▶ [Stated task 1]:
Please reproduce the records below verbatim, from the line containing "Mark the region of every instance of the white running" through the line containing "104], [49, 103]]".

▶ [Text passage]:
Start

But the project of forging a new and united Europe has faltered. And the legacy of communism has become suddenly clear, as we see the populations of the former communist countries fleeing to the West. We should learn from these things, and we should do so by looking back at circumstances that we did not understand at the time, but which have become clear in retrospect. Poland, Czechoslovakia, Hungary, Romania and Bulgaria, after their liberation from the communist grip in 1989, found themselves rootless and lost. They were searching for the identity that the communists had buried. They needed to rediscover what they had been, in order to move on from the immediate past. Not finding what they were looking for, young people decided instead to flee.

It became apparent that the real evil of communism, apart from the cruel treatment of individuals, lay in the systematic destruction of civil society. Under the communist system, however mildly exercised, the Communist Party had refused to distinguish civil society from the state. It had regarded all gatherings of people with suspicion, unless it was itself in charge. Family reunions, the meeting of friends in bars and restaurants, attendance at church or synagogue—all such things were regarded as conspiracies against the ruling power, to be forbidden or controlled.

Of course the Communist Party was, nominally, distinct from the State; it had concocted a fiction of its independence. But since it had no corporate personality, could not be sued in law, and dictated who was and was not to be a member, there was no way in which the citizen could really treat it as an independent body. In practice the Party was the State, and enjoyed the use of all the powers of the State, while not itself subject to them. Any part of civil society that threatened to escape from the Party’s control had to be infiltrated and, if necessary, suppressed. By this meant the associative instinct of the citizens was destroyed. It became dangerous to join things, dangerous to share any kind of social ambition or any sphere of private interests. Charities—which are the core of civil society in America—were forbidden. To collect money or assets for the good of others branded you as a criminal. Hence there was no way in which social initiatives could begin. The result was a society locked in the dead agenda of the sclerotic Communist Party, which lacked the means to adapt to the changing circumstances of the modern world.

It became apparent that the real evil of communism, apart from the cruel treatment of individuals, lay in the systematic destruction of civil society. — Sir Roger Scruton

We adapt to change by getting together with our fellow citizens and turning the change towards our common good. But when we cannot associate that process does not occur and society stagnates. That was why communism entered its period of collapse. The rise of global communications, the mass culture of consumption, the accelerating pace of the surrounding world—all these enormous changes lay beyond the wall, and nobody could begin the process of adapting to them. So a fracture opened between the Party and the citizens, and neither had the means to change in response to it.

End

▶ [Stated task 2]:
Carry on the passage on communism and civil society, beginning right after its final sentence.

[Region annotation items]
Start

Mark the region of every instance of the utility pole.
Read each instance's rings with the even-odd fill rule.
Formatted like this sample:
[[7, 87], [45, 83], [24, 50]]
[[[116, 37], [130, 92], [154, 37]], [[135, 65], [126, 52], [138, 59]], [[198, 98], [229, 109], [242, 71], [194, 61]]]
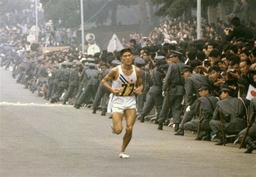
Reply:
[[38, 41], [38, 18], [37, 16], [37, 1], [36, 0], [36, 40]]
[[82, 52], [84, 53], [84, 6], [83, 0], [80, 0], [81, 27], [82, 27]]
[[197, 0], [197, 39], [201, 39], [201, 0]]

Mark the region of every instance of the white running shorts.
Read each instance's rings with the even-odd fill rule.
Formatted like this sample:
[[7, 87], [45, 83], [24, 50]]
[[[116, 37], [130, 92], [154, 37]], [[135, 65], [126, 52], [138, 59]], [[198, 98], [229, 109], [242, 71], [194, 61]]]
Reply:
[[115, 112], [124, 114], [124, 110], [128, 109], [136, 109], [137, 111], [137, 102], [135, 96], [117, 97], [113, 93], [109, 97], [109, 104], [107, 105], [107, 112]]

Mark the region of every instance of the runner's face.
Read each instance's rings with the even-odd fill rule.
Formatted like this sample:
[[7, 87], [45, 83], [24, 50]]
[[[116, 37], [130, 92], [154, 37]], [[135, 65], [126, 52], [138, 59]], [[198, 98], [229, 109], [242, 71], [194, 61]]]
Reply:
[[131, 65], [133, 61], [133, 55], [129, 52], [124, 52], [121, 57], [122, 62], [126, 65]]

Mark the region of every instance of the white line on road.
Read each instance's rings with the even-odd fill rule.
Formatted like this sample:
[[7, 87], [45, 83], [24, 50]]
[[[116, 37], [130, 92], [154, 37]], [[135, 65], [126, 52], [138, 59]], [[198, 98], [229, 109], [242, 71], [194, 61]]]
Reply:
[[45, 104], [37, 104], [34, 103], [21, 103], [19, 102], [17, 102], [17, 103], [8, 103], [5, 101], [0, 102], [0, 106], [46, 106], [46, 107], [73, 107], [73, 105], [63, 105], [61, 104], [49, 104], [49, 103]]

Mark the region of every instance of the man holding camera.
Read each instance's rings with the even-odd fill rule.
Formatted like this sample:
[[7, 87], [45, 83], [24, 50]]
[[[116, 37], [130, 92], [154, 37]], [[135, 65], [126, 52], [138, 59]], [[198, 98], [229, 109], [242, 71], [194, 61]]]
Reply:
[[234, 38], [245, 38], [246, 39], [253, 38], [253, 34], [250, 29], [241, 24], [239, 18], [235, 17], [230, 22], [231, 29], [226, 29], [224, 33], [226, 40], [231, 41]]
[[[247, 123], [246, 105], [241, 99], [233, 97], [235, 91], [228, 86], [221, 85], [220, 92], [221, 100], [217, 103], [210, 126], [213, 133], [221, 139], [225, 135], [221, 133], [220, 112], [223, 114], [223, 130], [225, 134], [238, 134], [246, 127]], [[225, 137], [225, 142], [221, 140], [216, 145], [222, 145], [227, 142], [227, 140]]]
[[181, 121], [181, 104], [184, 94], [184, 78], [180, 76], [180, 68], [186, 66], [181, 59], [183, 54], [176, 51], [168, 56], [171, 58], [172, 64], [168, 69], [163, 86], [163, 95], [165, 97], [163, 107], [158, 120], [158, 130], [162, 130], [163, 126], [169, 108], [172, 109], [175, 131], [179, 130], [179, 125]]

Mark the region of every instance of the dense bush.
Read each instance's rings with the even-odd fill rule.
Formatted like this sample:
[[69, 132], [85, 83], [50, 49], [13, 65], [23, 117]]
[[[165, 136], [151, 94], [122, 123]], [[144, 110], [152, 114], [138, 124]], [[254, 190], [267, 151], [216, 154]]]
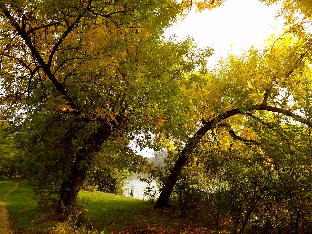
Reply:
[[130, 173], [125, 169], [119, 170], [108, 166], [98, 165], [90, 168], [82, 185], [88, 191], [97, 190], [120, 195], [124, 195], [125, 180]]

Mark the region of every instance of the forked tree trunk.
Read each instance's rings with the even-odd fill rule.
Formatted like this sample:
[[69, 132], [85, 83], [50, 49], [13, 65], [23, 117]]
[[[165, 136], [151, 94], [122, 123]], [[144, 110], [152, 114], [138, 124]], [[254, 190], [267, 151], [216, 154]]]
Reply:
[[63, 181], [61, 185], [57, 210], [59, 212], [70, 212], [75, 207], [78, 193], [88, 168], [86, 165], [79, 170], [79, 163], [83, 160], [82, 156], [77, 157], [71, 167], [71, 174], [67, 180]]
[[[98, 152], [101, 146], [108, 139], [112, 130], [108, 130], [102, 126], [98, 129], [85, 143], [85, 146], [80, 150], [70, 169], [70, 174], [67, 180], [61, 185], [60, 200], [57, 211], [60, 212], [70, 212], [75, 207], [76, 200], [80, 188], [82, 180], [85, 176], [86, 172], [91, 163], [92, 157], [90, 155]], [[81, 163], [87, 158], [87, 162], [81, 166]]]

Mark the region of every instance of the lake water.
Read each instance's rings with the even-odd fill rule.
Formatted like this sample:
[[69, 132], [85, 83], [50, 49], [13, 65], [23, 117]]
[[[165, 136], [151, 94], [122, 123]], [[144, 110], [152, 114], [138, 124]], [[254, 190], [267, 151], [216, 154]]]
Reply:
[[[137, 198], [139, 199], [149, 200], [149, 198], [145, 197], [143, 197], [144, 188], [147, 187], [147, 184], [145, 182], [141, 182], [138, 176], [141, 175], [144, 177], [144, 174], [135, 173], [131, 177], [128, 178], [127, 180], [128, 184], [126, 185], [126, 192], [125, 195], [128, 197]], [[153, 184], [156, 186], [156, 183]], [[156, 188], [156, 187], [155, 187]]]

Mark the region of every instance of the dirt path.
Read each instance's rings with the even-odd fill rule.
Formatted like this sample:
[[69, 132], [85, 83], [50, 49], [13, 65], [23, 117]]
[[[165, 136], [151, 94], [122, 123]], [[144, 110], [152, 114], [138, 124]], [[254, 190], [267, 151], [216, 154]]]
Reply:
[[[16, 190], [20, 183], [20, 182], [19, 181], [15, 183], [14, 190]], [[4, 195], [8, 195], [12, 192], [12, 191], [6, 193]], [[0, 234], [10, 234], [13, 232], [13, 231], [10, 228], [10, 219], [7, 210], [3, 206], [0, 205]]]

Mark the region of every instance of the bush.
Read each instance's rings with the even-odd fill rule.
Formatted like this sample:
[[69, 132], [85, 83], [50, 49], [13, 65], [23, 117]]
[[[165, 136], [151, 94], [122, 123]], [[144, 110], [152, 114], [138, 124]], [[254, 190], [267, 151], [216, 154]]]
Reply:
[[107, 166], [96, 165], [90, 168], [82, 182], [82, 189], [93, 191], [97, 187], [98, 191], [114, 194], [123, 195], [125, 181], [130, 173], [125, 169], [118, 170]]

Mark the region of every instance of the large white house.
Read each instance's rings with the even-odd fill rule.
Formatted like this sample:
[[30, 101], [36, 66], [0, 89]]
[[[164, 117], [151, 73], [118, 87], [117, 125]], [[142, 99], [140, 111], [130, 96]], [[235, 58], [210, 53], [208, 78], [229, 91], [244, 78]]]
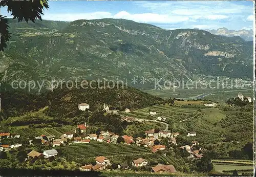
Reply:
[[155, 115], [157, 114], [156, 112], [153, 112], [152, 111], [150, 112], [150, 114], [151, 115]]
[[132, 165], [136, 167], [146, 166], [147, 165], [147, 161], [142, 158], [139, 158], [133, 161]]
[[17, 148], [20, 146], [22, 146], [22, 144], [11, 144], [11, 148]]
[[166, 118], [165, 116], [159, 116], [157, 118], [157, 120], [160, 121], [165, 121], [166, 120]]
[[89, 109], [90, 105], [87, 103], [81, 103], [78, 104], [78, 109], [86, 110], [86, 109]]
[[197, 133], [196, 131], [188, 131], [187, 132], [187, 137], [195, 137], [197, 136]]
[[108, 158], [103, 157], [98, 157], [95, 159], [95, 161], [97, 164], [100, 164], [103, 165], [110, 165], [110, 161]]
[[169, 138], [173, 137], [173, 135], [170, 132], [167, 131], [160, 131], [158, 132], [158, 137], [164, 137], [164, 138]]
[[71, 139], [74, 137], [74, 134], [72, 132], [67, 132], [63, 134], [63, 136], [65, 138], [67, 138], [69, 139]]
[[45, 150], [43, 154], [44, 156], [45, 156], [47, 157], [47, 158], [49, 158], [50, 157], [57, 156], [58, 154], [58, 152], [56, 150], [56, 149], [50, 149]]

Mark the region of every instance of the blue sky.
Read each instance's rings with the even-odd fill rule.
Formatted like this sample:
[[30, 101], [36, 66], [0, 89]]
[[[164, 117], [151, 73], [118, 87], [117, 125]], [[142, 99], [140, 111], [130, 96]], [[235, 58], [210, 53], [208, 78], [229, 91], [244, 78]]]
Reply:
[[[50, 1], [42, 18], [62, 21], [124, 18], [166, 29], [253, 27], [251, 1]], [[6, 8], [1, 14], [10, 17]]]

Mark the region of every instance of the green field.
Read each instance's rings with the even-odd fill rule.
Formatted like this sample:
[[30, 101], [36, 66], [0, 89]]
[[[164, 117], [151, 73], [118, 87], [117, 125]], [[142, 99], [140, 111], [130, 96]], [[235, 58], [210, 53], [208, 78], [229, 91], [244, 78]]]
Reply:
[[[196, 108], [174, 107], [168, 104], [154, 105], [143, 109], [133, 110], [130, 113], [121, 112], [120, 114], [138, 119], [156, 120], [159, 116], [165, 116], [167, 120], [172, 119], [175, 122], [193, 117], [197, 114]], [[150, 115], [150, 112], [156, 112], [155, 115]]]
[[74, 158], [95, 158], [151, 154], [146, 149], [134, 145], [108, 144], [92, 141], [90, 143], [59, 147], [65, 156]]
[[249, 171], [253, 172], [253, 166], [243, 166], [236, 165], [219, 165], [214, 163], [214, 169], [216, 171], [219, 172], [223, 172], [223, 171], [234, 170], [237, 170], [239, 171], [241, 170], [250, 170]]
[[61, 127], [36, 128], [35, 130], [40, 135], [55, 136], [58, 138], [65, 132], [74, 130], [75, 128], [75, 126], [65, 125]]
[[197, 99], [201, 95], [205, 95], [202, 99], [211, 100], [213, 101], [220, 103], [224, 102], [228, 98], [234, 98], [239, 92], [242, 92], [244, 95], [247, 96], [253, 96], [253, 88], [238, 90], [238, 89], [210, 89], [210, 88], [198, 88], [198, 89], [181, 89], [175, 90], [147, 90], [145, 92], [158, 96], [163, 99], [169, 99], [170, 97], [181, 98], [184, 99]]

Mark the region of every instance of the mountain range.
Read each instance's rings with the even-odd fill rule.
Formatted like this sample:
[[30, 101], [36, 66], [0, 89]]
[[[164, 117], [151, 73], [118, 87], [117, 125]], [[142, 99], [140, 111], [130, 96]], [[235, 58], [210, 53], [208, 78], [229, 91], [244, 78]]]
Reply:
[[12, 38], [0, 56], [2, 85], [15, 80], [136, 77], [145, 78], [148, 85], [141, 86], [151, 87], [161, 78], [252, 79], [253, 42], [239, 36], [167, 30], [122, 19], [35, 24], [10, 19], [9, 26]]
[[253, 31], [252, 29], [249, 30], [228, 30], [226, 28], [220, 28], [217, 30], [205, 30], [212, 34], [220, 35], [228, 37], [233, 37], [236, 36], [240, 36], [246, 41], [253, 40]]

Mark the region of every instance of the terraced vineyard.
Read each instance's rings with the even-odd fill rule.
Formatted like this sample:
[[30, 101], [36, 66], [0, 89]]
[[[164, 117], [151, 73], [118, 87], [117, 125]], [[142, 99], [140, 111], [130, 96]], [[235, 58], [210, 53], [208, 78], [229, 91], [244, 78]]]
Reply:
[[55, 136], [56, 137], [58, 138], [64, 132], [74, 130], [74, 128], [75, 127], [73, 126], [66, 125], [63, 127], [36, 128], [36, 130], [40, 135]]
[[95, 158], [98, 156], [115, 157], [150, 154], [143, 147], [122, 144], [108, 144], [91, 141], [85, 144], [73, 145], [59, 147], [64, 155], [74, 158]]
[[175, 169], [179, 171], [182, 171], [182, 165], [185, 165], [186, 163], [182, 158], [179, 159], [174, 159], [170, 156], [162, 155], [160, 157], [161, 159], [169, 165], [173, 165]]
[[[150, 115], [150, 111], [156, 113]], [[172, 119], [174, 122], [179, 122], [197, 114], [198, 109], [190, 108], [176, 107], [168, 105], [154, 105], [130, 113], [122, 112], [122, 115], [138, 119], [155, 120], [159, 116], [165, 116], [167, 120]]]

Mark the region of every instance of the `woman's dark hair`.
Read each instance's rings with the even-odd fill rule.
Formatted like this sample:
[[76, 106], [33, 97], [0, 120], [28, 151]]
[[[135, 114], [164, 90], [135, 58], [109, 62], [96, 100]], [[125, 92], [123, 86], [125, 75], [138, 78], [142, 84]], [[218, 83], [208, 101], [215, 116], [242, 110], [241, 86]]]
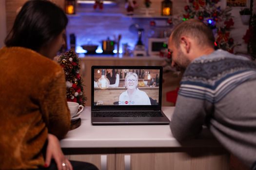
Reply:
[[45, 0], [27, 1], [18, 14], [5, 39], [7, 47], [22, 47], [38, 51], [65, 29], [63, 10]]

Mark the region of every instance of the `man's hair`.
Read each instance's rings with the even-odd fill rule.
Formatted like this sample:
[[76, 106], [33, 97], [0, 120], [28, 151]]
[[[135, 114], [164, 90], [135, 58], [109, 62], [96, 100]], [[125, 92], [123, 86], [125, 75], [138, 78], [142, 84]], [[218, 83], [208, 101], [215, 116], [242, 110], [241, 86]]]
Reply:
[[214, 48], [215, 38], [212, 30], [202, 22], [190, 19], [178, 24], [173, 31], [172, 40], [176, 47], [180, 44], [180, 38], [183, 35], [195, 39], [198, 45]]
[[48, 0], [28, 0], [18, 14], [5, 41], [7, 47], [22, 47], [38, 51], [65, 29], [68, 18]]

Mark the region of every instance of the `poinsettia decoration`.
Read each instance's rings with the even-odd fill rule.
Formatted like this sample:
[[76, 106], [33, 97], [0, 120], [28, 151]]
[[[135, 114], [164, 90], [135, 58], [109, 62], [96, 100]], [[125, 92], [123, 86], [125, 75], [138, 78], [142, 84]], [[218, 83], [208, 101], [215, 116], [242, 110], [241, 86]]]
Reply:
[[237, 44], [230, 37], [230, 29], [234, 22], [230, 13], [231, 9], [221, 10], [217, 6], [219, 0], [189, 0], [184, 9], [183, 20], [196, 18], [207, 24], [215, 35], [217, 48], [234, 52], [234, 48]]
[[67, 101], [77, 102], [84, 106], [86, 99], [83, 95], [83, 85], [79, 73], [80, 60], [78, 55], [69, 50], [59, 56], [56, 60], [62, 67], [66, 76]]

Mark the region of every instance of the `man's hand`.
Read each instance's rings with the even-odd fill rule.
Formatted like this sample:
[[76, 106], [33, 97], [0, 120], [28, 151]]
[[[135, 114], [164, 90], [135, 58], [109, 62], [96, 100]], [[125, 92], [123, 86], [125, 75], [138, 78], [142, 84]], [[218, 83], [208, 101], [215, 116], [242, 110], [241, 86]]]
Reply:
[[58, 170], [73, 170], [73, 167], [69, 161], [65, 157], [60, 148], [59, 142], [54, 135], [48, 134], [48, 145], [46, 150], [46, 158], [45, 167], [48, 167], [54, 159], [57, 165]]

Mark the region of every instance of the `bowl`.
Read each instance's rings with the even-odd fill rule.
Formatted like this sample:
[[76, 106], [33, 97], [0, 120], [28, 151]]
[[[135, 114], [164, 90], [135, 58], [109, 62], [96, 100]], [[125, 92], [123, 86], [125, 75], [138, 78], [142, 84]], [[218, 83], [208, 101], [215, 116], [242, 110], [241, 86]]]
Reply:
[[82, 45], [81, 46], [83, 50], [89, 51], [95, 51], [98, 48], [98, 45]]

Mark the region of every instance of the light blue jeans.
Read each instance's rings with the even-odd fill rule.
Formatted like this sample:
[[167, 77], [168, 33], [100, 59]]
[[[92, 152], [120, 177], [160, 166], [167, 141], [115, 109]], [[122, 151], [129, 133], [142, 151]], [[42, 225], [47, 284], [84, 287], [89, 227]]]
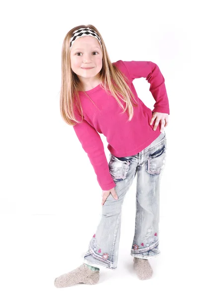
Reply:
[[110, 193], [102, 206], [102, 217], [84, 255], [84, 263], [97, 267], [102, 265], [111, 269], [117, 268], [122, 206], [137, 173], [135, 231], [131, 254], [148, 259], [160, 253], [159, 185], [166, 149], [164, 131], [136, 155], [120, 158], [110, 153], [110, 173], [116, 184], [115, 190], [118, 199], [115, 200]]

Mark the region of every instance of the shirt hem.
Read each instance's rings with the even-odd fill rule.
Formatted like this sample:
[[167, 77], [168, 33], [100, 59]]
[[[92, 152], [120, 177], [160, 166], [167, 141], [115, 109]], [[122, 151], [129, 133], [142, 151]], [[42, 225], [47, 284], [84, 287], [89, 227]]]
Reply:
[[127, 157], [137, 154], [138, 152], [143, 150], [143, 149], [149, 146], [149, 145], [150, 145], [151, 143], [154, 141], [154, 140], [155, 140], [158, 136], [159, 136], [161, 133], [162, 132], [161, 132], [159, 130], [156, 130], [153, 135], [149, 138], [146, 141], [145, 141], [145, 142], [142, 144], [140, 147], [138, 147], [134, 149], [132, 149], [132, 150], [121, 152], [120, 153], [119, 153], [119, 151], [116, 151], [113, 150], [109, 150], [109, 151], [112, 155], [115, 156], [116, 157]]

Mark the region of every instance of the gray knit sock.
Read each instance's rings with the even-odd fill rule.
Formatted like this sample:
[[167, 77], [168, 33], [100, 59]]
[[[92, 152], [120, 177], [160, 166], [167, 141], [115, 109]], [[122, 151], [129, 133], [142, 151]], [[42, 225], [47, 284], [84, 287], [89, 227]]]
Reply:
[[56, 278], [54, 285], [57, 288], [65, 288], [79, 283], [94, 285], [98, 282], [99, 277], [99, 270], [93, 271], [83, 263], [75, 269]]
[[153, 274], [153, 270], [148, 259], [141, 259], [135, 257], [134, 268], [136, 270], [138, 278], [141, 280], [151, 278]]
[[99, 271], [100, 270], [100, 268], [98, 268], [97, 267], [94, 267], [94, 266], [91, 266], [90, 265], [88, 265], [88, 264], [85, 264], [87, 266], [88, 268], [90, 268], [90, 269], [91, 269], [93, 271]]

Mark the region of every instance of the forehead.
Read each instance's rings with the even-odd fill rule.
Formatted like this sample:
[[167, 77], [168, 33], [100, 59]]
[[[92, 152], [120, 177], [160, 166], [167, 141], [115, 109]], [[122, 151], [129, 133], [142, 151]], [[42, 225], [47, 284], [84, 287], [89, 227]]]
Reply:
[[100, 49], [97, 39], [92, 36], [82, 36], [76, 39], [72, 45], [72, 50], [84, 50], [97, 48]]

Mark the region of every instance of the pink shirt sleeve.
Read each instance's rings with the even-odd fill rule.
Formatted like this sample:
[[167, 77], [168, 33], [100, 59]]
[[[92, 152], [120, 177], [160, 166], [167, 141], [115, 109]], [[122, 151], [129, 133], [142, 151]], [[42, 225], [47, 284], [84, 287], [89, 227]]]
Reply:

End

▶ [Response 1]:
Mark the region of every instance of the white running shorts.
Read each instance's rings with the even-odd fill rule.
Formatted like this sample:
[[7, 87], [45, 83], [24, 50]]
[[[116, 37], [130, 92], [154, 37]], [[135, 65], [126, 52], [138, 59]], [[198, 98], [229, 109], [242, 71], [194, 61]]]
Reply:
[[115, 112], [124, 114], [124, 110], [128, 109], [136, 109], [137, 111], [137, 102], [135, 96], [117, 97], [113, 93], [109, 97], [109, 104], [107, 105], [107, 112]]

Mark the region of every instance of the runner's face.
Read each instance's rings with the even-odd fill rule.
Formatted like this sample:
[[7, 87], [45, 83], [24, 50]]
[[[116, 37], [130, 92], [154, 37]], [[135, 65], [126, 52], [138, 59]], [[198, 98], [229, 109], [242, 71], [194, 61]]]
Reply:
[[131, 65], [133, 61], [133, 55], [129, 52], [124, 52], [121, 57], [122, 62], [126, 65]]

Mark the region of every instance of the white line on road.
Read each instance's rings with the even-odd fill rule.
Formatted like this sample:
[[7, 87], [45, 83], [24, 50]]
[[[116, 37], [130, 92], [154, 37]], [[135, 65], [126, 52], [138, 59]], [[198, 98], [229, 109], [242, 71], [194, 61]]]
Reply:
[[45, 104], [37, 104], [34, 103], [21, 103], [19, 102], [17, 102], [17, 103], [8, 103], [5, 101], [0, 102], [0, 106], [46, 106], [46, 107], [73, 107], [73, 105], [63, 105], [61, 104], [49, 104], [49, 103]]

▶ [Response 2]:
Many people, young people especially, in Eastern Europe today, look around at their social and political inheritance and ask themselves “How do I belong to that?” Everything distinctive, everything that makes Poland Poland and Hungary Hungary, has been wiped out. History is at an impassable distance, separated from the present by the sterile desert of the communist years. The natural response is not to pick up the burden of belonging where the grandparents had been forced to relinquish it, but to emigrate to some place where civil society still exists, where it makes sense to join things, to pursue shared adventures, and to live at the pace of the new communicative world. And no place exemplifies those desirable features more appealingly than my own country of Great Britain. As a result Great Britain has a huge immigration problem, while Eastern Europe has an equally devastating emigration problem, as the young, the industrious, the educated and the talented flee to more promising climes, leaving behind them a sparsely populated ruin.

We are therefore living through a continent-wide crisis, caused partly by the legacy of communism, and partly by the EU’s insistence on the free movement of peoples. In a way this result is the opposite of what I and my colleagues, in the days when we joined the anti-communist underground, hoped to achieve. We sought to reunite the young people of Eastern Europe with their cultural inheritance, in order provide a light in the communist darkness. The EU offers them, instead, an escape route from their past. It offers to complete the work of the communists, in wiping away forever the memory of the European nations.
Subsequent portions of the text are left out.